Extract to read:

>> Begin

I’m of the radical opinion that people are the same from one region to the next, it’s just that different regions require us to behave in specific ways in order for us to get along within those regions. It’s no wonder then, that when people from red areas meet people from blue areas, there’s going to be some cultural confusion.
Which brings us back to six-man football. First, is six-man football actually football? My broken pinkie and crummy knee would say yes. However, if, in 1987, someone had plucked me off the 80-yard field where I played a position known as guardtackletightendwidereceiver, and then brought me to Denver and tossed me onto a 100-yard field in the midst of a varsity eleven-man team, I would have been dead within moments.
Because, while six-man football is football, it is not eleven-man football. You can’t play eleven-man when there aren’t even eleven boys in your entire high school. Which is why somebody had to invent six-man football, a game similar to eleven-man, but with significant differences in the rules.
In six-man, it takes fifteen yards to get a first-down, hand-offs are illegal, quarterbacks can’t run the ball, anyone is eligible to receive a pass, and so on. My favorite rule was the 45 Rule, aka the Slaughter Rule. When I played it went this way: if a team got ahead by 45 points, the game was over (but you had to play the entire first half). Without the Slaughter Rule, my teams would have lost most of our games by sixty or more points, and lord knows how many more pinkies I might have broken.
The six-man rules exist primarily to prevent one person from dominating a game. I’ve always thought about it this way: In eleven-man football, if nobody blocks, then the poor sucker with the ball is going to be chased by 11 bloodthirsty kids. In the same scenario in six-man, you’re only gonna get chased by six kids, at least one of whom will stand 4’11” and weigh 106 pounds.
There’s nothing unusual about a 6’7” 270lb kid in eleven-man varsity football. In six-man, a kid of that size is so rare that, assuming he has the teeniest bit of athleticism, he’s going to dominate like a Newfoundland at a Chihuahua party.
Six-man rules (aka regulations) exist for two reasons. One, to make sure that schools with small populations are allowed to field a team. Two, those rules exist to make it harder for one player to completely take over. Which is to say, the rules make it easier for the little guy to have a chance. It’s almost as if someone said, “Kids in rural America are entitled to play a version of football that suits their limited resources.”
Let’s now return to the Urban-Rural Divide. Because of high population-density, people in cities have to play by different rules from people in rural America. If you live in Denver, you will probably interact with hundreds of strangers every single day; in traffic, walking down the sidewalk, waiting in line at the grocery store.
There’s an implied rule that you must get along with every one of these strangers, even if it means that you have to pretend they don’t exist. For instance, don’t stare at people on the bus unless you want to make them very uncomfortable. Confusingly, there are other times when you absolutely must acknowledge the existence of strangers. If you’re driving down a busy street—or any street, frankly—use your turn signals. Otherwise, you could potentially throw the whole system into chaos, and maybe clobber a bicyclist, which is not only rude, but painful.

>> End

Given material:
>> Begin

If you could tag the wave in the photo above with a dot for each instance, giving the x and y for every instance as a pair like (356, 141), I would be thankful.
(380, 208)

>> End

Given instruction 1:
According to the passage on six-man football, how many yards does it take to get a first down in six-man play?
Given instruction 2:
Transcribe the passage on six-man football word for word, starting at "Because, while six-man" and ending at "might have broken.".

Task output 1:
Fifteen yards.

Task output 2:
Because, while six-man football is football, it is not eleven-man football. You can’t play eleven-man when there aren’t even eleven boys in your entire high school. Which is why somebody had to invent six-man football, a game similar to eleven-man, but with significant differences in the rules.
In six-man, it takes fifteen yards to get a first-down, hand-offs are illegal, quarterbacks can’t run the ball, anyone is eligible to receive a pass, and so on. My favorite rule was the 45 Rule, aka the Slaughter Rule. When I played it went this way: if a team got ahead by 45 points, the game was over (but you had to play the entire first half). Without the Slaughter Rule, my teams would have lost most of our games by sixty or more points, and lord knows how many more pinkies I might have broken.